» **What is needed**
Lines before the one containing "Query: white stucco wall" in the records below are to be left out; that line and all after it, through the end, are to be retyped exactly.

» **Provided entries**
----

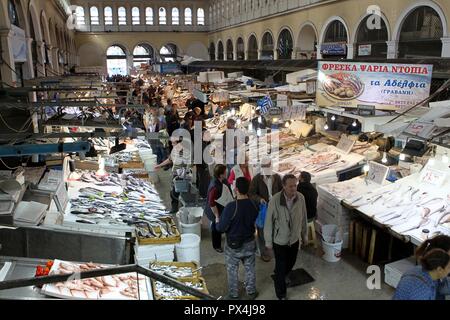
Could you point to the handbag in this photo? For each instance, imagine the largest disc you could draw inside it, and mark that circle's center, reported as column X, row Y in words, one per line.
column 261, row 220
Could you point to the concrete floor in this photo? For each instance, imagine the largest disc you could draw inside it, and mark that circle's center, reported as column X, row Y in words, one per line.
column 344, row 280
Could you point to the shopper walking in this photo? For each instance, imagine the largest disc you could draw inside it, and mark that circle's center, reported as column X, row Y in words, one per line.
column 310, row 194
column 240, row 170
column 423, row 282
column 179, row 159
column 238, row 222
column 216, row 198
column 263, row 186
column 285, row 230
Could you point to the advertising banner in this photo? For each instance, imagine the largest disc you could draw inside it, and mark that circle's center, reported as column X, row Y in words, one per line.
column 386, row 86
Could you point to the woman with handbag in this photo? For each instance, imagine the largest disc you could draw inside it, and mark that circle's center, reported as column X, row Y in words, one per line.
column 219, row 195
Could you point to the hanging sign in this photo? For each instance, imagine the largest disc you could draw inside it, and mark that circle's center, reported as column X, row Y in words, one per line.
column 386, row 86
column 364, row 50
column 334, row 49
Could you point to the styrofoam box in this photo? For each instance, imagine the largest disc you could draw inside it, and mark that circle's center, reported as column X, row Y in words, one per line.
column 393, row 272
column 345, row 236
column 149, row 251
column 331, row 216
column 145, row 262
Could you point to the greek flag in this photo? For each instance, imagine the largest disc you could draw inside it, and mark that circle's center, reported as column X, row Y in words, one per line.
column 265, row 104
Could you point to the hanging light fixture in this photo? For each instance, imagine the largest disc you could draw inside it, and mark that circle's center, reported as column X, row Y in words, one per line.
column 445, row 158
column 259, row 132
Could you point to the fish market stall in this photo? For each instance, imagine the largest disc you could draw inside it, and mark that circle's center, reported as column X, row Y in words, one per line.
column 38, row 279
column 323, row 163
column 414, row 208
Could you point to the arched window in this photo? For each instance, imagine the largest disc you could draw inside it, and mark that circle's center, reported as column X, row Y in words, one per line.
column 149, row 16
column 285, row 45
column 252, row 48
column 240, row 49
column 421, row 34
column 267, row 47
column 200, row 17
column 79, row 11
column 116, row 61
column 188, row 16
column 230, row 52
column 371, row 42
column 95, row 20
column 108, row 16
column 12, row 11
column 162, row 16
column 220, row 52
column 168, row 53
column 175, row 16
column 122, row 14
column 212, row 51
column 336, row 32
column 135, row 16
column 335, row 41
column 142, row 54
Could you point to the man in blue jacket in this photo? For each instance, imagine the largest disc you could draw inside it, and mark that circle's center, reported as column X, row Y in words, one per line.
column 238, row 222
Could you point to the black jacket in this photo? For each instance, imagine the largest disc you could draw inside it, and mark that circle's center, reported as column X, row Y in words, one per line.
column 311, row 195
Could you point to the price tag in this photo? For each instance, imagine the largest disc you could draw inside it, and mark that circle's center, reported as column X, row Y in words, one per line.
column 377, row 172
column 345, row 144
column 433, row 177
column 62, row 197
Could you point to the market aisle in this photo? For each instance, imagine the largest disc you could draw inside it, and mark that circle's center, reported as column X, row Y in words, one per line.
column 345, row 280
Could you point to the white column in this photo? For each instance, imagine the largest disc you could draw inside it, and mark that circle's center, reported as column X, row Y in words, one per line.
column 392, row 49
column 28, row 65
column 55, row 61
column 319, row 54
column 350, row 50
column 8, row 76
column 41, row 59
column 446, row 47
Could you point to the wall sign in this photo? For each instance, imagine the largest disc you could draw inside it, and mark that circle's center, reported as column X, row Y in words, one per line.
column 386, row 86
column 345, row 144
column 377, row 172
column 433, row 176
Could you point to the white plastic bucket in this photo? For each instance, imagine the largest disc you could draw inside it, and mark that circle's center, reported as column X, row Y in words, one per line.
column 332, row 251
column 195, row 228
column 188, row 250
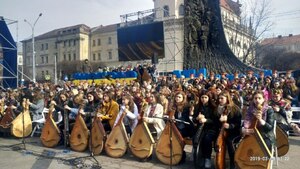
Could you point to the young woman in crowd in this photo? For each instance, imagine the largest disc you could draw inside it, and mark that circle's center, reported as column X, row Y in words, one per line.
column 229, row 116
column 154, row 113
column 130, row 109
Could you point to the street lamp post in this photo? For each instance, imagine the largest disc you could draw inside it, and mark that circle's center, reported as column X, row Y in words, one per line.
column 33, row 51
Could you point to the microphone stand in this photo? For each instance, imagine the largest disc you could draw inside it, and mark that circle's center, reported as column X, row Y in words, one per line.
column 171, row 121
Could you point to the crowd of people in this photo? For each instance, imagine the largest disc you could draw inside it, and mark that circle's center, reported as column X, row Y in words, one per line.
column 216, row 102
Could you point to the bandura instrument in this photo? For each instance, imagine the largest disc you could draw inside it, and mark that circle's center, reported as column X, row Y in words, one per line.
column 50, row 134
column 141, row 141
column 2, row 108
column 169, row 148
column 22, row 125
column 97, row 136
column 220, row 146
column 117, row 141
column 79, row 135
column 252, row 151
column 7, row 118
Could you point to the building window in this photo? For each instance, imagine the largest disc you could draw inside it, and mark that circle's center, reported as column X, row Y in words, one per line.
column 166, row 11
column 181, row 10
column 94, row 56
column 109, row 40
column 99, row 56
column 109, row 55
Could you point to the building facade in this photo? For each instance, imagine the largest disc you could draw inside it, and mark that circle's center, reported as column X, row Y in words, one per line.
column 100, row 44
column 61, row 45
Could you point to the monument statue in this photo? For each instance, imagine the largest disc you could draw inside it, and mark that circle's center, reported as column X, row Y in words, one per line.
column 205, row 45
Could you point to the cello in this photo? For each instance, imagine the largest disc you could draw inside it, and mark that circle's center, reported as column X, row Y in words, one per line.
column 252, row 151
column 50, row 134
column 97, row 136
column 80, row 134
column 117, row 141
column 221, row 146
column 169, row 148
column 282, row 141
column 141, row 141
column 22, row 125
column 2, row 107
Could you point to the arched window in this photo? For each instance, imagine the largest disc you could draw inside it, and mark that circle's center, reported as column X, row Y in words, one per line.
column 181, row 10
column 166, row 11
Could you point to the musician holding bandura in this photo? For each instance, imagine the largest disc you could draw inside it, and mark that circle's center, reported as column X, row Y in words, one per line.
column 260, row 111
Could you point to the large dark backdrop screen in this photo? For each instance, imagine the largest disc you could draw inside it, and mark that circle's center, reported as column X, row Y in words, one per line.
column 141, row 42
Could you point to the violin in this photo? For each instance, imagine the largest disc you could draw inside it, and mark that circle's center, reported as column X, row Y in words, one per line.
column 221, row 146
column 141, row 141
column 22, row 124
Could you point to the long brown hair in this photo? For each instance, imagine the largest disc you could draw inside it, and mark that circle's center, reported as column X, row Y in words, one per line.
column 232, row 108
column 179, row 106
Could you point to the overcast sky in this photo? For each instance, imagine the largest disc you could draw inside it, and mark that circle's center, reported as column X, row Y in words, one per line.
column 63, row 13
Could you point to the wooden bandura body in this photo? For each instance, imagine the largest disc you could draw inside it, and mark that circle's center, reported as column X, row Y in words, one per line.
column 50, row 134
column 18, row 129
column 163, row 148
column 117, row 141
column 220, row 147
column 79, row 135
column 282, row 142
column 98, row 136
column 252, row 151
column 141, row 141
column 7, row 118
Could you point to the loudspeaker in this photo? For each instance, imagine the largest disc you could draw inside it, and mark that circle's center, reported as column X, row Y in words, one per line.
column 154, row 59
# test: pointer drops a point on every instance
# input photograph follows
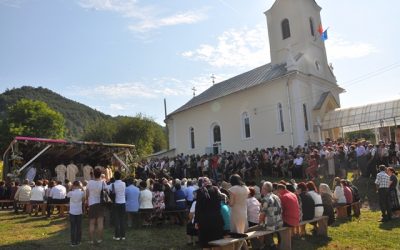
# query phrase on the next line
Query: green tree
(34, 118)
(101, 131)
(143, 132)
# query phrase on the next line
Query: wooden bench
(41, 206)
(322, 226)
(255, 233)
(25, 205)
(61, 208)
(341, 211)
(7, 203)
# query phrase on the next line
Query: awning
(364, 117)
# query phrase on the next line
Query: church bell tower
(295, 39)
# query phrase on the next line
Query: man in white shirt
(30, 175)
(72, 171)
(57, 195)
(87, 172)
(298, 166)
(76, 197)
(118, 188)
(61, 169)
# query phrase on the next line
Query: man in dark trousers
(382, 184)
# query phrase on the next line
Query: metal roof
(235, 84)
(364, 117)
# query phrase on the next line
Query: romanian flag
(320, 29)
(324, 35)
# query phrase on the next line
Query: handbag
(105, 198)
(112, 193)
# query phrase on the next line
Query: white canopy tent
(370, 116)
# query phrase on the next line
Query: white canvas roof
(364, 117)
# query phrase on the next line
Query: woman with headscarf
(238, 194)
(208, 218)
(393, 189)
(327, 202)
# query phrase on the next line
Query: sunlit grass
(24, 232)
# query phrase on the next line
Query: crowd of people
(333, 158)
(219, 192)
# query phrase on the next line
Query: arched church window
(217, 133)
(305, 117)
(280, 117)
(285, 28)
(312, 29)
(191, 134)
(246, 125)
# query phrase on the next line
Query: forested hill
(77, 116)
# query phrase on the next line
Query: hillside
(77, 116)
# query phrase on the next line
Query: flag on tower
(320, 29)
(324, 35)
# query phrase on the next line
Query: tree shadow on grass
(310, 242)
(389, 225)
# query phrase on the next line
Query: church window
(191, 134)
(280, 117)
(217, 133)
(246, 125)
(285, 29)
(312, 29)
(305, 117)
(317, 65)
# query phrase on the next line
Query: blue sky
(123, 57)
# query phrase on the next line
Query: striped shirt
(382, 180)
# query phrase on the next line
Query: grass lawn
(24, 232)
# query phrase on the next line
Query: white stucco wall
(259, 102)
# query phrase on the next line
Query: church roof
(252, 78)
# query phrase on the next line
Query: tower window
(246, 125)
(191, 134)
(305, 117)
(285, 28)
(312, 29)
(281, 125)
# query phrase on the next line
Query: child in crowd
(191, 231)
(76, 197)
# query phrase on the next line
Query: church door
(216, 139)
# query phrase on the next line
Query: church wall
(261, 105)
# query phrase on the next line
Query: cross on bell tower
(194, 91)
(213, 78)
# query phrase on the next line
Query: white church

----

» **Solution to the exercise**
Query: white stucco wall
(259, 102)
# query phrase on the next line
Query: church roof
(252, 78)
# query phrase on the next line
Query: tower window
(246, 125)
(191, 134)
(305, 117)
(285, 28)
(312, 29)
(281, 125)
# query phrase on the next line
Query: child in crowd
(191, 231)
(76, 197)
# query phrase on the next line
Query: church door
(216, 139)
# query phrase on the next line
Query: church wall
(261, 105)
# query phrase on the next line
Query: cross on bell tower
(194, 91)
(213, 78)
# query phrase on the next line
Query: white church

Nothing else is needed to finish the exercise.